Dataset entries

• • • • •

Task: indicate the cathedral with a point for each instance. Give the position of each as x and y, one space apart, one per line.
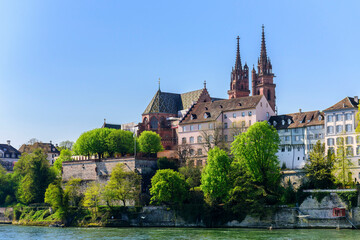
167 111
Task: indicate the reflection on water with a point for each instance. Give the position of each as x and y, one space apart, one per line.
25 232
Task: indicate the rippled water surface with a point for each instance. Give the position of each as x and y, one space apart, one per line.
24 232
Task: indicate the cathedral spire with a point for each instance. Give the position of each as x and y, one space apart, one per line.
238 58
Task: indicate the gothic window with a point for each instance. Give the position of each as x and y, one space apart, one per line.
154 123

• • • • •

■ Assignment
Output each entry verbatim; none of the pictures should be included.

■ Worked solution
Task: indicate the cathedral with a point for each instance. Give the position of each as x and y, one space apart, one per line.
167 111
Task: indicate the reflection on water with a point for each instance. Give the position of each as x and y, one space apart, one per line.
25 232
Task: indicate the rippled water surface with a point for each instance. Give the position of each as x and y, one space apart, one per line.
24 232
Task: indicate the cathedral spire with a point for each instance. Give the position of each as x and y, one space apart, one per line.
238 58
Task: indicate the gothic window with a point for each instance. Give the position of each as x and y, one space apart, one per line.
154 123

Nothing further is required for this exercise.